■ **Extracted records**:

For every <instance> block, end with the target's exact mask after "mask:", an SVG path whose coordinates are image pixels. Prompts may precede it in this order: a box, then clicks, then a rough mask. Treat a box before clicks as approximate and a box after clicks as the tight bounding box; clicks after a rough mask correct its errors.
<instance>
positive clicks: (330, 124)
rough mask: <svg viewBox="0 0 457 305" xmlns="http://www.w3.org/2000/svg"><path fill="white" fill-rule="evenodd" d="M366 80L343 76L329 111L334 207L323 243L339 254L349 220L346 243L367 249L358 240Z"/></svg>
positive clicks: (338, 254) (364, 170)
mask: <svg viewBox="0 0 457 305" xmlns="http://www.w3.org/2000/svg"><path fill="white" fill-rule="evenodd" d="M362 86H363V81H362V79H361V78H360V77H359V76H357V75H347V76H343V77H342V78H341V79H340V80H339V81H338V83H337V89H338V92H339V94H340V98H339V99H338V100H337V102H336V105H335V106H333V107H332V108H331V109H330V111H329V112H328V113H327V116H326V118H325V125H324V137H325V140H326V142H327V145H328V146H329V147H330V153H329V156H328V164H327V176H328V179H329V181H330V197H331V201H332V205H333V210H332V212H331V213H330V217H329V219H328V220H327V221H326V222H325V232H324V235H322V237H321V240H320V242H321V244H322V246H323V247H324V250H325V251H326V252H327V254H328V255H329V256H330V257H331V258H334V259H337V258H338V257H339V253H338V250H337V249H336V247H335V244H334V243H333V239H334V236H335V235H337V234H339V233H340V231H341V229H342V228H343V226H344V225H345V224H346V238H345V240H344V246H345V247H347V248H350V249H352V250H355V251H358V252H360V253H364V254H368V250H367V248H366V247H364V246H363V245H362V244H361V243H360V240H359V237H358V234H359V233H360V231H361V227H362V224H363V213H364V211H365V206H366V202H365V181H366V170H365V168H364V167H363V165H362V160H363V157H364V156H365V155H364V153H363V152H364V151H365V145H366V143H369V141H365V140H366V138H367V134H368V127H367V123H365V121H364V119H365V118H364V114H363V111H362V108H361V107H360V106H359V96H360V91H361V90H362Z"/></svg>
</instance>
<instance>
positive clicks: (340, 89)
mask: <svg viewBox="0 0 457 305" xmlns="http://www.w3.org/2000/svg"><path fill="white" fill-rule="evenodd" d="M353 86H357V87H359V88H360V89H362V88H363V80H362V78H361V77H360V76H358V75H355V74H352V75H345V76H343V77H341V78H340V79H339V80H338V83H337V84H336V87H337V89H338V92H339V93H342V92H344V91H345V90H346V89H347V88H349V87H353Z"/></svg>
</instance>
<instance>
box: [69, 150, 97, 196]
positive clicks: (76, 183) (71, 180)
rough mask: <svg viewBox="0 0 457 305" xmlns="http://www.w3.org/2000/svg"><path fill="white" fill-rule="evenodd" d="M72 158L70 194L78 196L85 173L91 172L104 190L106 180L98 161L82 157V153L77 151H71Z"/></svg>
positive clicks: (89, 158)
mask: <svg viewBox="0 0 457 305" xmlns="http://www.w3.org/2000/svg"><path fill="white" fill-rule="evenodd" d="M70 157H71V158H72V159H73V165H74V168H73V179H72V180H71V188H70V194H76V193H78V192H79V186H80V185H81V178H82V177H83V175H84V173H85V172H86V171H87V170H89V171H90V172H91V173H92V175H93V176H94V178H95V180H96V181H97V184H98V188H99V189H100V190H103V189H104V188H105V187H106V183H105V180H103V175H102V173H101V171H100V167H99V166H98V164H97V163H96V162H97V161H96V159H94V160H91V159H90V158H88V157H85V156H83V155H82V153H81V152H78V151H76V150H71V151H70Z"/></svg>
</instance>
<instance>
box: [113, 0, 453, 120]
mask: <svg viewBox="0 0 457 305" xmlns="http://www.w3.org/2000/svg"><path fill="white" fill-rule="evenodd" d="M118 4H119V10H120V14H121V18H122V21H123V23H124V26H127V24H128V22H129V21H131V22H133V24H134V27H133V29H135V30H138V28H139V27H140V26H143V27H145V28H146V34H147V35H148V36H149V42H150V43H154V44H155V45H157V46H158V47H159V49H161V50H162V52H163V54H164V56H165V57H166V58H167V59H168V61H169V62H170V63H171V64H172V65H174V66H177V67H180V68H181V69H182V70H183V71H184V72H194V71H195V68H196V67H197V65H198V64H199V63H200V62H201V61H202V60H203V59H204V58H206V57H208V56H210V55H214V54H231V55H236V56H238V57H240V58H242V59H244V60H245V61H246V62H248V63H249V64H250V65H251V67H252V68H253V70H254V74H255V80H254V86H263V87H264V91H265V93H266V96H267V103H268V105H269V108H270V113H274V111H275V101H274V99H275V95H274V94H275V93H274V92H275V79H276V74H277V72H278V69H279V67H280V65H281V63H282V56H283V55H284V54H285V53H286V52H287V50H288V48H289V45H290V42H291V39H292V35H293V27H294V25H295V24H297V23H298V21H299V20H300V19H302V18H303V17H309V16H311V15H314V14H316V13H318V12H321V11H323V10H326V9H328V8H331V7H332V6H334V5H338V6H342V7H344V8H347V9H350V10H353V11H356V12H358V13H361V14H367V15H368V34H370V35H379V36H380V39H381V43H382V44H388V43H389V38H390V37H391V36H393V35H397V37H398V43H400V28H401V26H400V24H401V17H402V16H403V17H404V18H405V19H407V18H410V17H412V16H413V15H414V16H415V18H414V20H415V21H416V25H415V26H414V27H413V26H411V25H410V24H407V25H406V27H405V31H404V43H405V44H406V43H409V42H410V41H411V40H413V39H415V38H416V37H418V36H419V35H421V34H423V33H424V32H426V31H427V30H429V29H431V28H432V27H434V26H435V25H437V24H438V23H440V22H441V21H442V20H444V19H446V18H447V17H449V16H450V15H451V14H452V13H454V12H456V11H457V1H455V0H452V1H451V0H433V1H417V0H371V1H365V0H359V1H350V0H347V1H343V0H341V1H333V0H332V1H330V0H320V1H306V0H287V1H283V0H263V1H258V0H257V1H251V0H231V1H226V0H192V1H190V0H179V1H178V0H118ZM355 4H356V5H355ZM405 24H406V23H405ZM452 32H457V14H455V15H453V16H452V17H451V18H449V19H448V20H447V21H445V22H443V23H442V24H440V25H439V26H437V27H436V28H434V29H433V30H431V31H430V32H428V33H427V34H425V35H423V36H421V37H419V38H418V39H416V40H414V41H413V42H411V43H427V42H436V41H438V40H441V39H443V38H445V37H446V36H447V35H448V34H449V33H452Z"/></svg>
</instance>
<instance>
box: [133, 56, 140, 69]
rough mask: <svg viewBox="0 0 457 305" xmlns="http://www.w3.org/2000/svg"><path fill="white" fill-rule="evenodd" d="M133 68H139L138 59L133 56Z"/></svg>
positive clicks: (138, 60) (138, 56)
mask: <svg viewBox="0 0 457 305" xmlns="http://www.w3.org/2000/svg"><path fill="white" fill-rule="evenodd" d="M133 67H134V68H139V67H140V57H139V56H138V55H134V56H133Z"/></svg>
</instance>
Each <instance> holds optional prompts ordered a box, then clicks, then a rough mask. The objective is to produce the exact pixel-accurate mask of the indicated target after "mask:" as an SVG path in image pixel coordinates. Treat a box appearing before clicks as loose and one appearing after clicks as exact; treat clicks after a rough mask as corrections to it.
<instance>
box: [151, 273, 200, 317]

■ **WHAT IS REQUIRED**: What are the lines above, starting at the one with "positive clicks: (76, 183) (71, 180)" and ending at the one with "158L70 194L78 196L85"? Give them again exactly, and only them.

■ **WRITTEN ANSWER**:
positive clicks: (76, 183) (71, 180)
rough mask: <svg viewBox="0 0 457 305" xmlns="http://www.w3.org/2000/svg"><path fill="white" fill-rule="evenodd" d="M72 158L70 194L78 196L85 173L91 172L104 190L106 180L98 161L82 157V153L77 151H71Z"/></svg>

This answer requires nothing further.